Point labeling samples
--*--
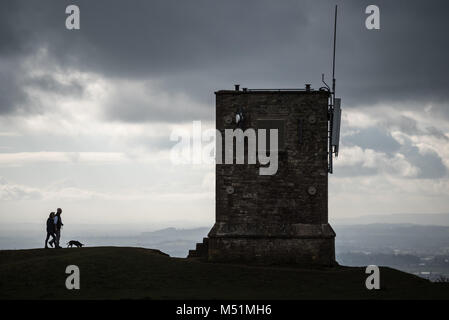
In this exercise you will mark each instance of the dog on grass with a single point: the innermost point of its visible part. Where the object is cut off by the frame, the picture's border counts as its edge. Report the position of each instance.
(72, 243)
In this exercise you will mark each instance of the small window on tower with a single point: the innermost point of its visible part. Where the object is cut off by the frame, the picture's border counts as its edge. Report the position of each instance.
(268, 124)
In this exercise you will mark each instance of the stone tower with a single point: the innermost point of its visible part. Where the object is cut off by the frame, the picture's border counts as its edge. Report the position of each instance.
(280, 218)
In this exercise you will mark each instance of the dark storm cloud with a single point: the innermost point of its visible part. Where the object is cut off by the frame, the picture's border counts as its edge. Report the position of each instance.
(200, 46)
(375, 139)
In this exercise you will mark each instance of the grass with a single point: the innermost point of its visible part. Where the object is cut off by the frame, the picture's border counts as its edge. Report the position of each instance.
(137, 273)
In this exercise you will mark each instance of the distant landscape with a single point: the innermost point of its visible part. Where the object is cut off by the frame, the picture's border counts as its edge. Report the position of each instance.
(419, 247)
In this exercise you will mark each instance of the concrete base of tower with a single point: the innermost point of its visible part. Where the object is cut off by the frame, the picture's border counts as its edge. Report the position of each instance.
(302, 245)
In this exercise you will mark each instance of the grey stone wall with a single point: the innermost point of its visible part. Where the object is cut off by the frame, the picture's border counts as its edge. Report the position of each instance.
(283, 217)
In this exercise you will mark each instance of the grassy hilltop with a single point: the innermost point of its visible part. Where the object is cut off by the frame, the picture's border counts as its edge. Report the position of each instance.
(137, 273)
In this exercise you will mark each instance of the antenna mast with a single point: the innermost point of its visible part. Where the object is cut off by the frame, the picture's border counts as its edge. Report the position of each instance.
(332, 101)
(333, 60)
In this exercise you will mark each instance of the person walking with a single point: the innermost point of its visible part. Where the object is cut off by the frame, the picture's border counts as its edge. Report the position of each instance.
(50, 230)
(58, 226)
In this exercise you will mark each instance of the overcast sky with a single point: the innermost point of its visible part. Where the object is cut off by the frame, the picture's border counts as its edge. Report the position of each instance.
(86, 115)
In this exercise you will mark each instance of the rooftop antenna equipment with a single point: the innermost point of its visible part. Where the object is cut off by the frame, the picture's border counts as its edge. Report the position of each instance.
(334, 109)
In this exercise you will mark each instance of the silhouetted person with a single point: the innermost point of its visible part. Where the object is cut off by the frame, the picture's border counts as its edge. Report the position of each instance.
(50, 229)
(58, 225)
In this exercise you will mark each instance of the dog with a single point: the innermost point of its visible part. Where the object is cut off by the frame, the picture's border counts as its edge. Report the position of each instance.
(72, 243)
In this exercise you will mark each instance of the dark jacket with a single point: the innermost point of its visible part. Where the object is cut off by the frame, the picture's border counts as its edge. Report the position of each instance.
(50, 225)
(59, 223)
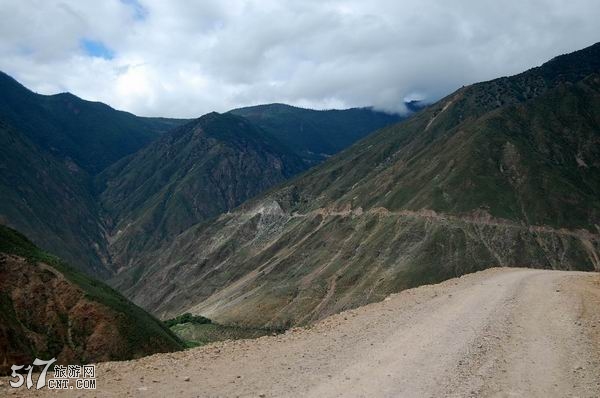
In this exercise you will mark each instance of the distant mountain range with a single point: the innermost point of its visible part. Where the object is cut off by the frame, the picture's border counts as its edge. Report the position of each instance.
(316, 135)
(505, 172)
(97, 186)
(49, 310)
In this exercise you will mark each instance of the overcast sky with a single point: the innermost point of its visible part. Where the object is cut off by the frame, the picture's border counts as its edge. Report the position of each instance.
(186, 58)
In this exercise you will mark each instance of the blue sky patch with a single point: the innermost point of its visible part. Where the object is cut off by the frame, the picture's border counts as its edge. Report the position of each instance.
(95, 48)
(139, 11)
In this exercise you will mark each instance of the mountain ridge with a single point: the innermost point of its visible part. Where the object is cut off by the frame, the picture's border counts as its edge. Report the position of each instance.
(521, 151)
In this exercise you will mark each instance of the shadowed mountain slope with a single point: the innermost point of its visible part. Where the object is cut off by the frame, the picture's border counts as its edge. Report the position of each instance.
(50, 310)
(91, 134)
(44, 197)
(204, 168)
(316, 135)
(505, 172)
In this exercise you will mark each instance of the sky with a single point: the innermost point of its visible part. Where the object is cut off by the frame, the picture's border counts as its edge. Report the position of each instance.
(185, 58)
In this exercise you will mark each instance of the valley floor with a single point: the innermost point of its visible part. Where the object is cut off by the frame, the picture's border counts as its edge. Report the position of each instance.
(500, 333)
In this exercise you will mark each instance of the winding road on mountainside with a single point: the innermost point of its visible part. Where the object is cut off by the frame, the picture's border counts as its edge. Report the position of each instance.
(503, 332)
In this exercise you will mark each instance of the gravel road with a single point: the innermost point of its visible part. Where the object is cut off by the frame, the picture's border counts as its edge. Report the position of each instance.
(497, 333)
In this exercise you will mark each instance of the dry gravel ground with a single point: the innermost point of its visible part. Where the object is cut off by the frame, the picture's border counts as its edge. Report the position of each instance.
(497, 333)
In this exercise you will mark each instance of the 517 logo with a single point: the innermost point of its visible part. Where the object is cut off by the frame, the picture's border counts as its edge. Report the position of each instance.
(85, 376)
(20, 379)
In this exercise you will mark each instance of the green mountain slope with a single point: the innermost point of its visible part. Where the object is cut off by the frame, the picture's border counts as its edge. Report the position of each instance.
(316, 135)
(91, 134)
(51, 201)
(196, 172)
(500, 173)
(48, 309)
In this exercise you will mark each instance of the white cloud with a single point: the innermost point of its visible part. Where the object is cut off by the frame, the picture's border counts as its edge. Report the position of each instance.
(183, 58)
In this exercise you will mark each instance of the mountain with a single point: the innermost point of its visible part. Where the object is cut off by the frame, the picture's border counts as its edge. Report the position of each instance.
(51, 201)
(204, 168)
(50, 147)
(505, 172)
(50, 310)
(316, 135)
(90, 134)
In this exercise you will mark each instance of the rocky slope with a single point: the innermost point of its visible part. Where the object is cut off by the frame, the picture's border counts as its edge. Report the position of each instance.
(196, 172)
(51, 201)
(316, 135)
(499, 332)
(50, 148)
(500, 173)
(90, 134)
(49, 310)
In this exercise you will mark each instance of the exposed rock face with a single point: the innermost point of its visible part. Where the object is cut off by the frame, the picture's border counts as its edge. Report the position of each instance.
(49, 310)
(196, 172)
(486, 177)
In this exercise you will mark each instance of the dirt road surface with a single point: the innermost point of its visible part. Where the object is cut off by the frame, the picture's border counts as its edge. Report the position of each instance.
(498, 333)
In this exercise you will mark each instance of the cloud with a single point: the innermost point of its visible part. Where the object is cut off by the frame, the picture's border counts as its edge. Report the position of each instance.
(184, 59)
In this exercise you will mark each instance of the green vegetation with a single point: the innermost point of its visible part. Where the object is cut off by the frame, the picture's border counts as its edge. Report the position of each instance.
(144, 334)
(501, 173)
(92, 134)
(198, 334)
(316, 135)
(187, 318)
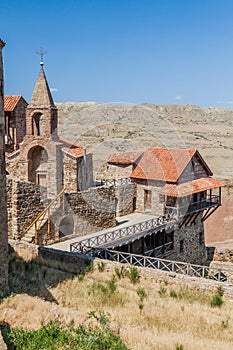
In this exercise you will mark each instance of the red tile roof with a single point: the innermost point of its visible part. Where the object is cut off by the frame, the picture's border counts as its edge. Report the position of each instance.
(125, 158)
(190, 187)
(163, 164)
(10, 102)
(75, 151)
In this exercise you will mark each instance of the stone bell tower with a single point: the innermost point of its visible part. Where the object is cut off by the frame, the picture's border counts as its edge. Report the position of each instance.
(3, 201)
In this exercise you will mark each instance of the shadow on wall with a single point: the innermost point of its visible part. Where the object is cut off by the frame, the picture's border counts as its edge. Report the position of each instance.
(47, 269)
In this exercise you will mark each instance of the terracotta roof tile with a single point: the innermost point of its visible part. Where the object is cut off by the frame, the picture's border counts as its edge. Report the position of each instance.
(162, 164)
(10, 102)
(191, 187)
(125, 158)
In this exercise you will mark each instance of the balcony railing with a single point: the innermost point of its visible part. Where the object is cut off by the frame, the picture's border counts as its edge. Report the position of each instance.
(192, 207)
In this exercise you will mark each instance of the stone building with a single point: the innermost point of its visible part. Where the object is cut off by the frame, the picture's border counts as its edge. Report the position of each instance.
(43, 157)
(177, 184)
(15, 121)
(3, 200)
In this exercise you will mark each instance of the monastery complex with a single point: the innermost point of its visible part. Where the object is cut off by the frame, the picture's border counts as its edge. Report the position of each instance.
(52, 195)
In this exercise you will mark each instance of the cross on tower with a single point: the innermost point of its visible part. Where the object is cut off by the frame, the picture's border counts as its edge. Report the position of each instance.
(41, 53)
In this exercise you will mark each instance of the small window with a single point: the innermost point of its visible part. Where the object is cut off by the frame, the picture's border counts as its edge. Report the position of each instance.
(181, 246)
(161, 198)
(201, 238)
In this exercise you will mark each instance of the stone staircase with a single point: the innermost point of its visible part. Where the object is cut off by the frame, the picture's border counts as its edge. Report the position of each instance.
(44, 218)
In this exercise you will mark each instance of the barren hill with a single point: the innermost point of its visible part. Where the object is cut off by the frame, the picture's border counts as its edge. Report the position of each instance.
(107, 128)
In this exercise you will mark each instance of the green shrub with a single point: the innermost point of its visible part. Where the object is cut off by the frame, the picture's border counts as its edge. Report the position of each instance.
(179, 347)
(173, 294)
(141, 293)
(133, 274)
(101, 266)
(162, 291)
(54, 336)
(120, 272)
(216, 300)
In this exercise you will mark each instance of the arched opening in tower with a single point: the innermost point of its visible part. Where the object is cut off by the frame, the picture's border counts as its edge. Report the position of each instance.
(37, 165)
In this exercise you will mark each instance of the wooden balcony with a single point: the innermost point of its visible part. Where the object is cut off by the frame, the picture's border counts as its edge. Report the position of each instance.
(178, 211)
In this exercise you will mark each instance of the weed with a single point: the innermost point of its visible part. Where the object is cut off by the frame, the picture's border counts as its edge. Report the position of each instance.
(220, 290)
(141, 293)
(173, 294)
(89, 267)
(81, 277)
(162, 291)
(216, 300)
(224, 324)
(133, 274)
(179, 347)
(120, 272)
(56, 336)
(101, 266)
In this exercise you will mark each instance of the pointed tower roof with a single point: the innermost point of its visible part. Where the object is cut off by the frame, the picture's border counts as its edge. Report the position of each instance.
(41, 97)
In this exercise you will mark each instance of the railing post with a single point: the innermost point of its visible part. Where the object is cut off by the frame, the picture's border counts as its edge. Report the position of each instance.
(49, 222)
(36, 234)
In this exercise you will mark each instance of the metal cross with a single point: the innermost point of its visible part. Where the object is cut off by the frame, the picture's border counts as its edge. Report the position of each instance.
(41, 53)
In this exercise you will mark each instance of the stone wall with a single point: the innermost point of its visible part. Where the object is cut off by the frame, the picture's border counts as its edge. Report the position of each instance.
(157, 208)
(191, 237)
(92, 210)
(24, 203)
(52, 258)
(126, 197)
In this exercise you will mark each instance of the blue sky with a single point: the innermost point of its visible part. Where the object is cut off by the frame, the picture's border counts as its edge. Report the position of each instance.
(133, 51)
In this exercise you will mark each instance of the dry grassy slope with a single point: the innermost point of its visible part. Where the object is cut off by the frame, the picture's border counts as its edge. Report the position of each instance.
(106, 128)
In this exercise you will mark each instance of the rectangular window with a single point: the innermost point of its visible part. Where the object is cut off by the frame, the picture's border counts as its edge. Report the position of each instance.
(201, 238)
(181, 246)
(161, 198)
(147, 200)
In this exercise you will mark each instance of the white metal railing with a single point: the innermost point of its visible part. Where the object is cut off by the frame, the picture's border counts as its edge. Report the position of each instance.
(146, 227)
(207, 272)
(181, 210)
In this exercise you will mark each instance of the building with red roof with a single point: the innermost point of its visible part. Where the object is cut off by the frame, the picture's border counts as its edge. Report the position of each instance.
(15, 121)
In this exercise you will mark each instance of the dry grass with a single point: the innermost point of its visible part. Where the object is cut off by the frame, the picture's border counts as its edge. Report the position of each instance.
(171, 316)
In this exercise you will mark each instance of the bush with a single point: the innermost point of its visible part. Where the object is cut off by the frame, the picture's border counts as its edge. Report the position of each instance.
(54, 336)
(216, 300)
(133, 274)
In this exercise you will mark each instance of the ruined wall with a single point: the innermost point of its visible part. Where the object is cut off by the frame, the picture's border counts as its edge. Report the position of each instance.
(126, 196)
(56, 259)
(92, 210)
(24, 202)
(189, 243)
(153, 186)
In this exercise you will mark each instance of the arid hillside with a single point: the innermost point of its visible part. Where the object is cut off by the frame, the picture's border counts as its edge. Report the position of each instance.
(108, 128)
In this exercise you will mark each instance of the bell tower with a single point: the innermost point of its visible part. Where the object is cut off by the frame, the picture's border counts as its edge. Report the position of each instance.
(41, 113)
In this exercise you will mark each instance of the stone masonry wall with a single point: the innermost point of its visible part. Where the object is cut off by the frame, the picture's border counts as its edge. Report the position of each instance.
(125, 195)
(192, 239)
(25, 202)
(57, 259)
(156, 207)
(92, 209)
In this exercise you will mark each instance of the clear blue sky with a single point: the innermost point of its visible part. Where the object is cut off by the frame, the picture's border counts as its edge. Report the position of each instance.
(157, 51)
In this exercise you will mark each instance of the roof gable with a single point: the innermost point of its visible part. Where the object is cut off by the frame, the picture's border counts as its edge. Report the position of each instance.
(125, 158)
(162, 164)
(41, 97)
(11, 101)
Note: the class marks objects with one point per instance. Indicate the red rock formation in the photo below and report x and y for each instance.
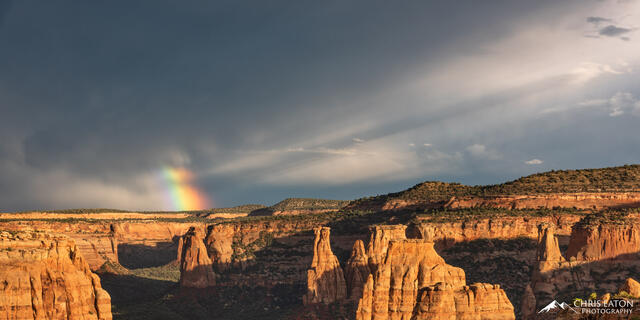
--*--
# Goal of the exercise
Please copy every line of the material above that contains the string "pointed". Case counts.

# Result of the task
In this exercise you will mark each instance of the pointed tower roof with a single point: the innermost point of its visible part. Where the object is cut off by the frame, the picture's border counts as its edge. Report the position of each instance.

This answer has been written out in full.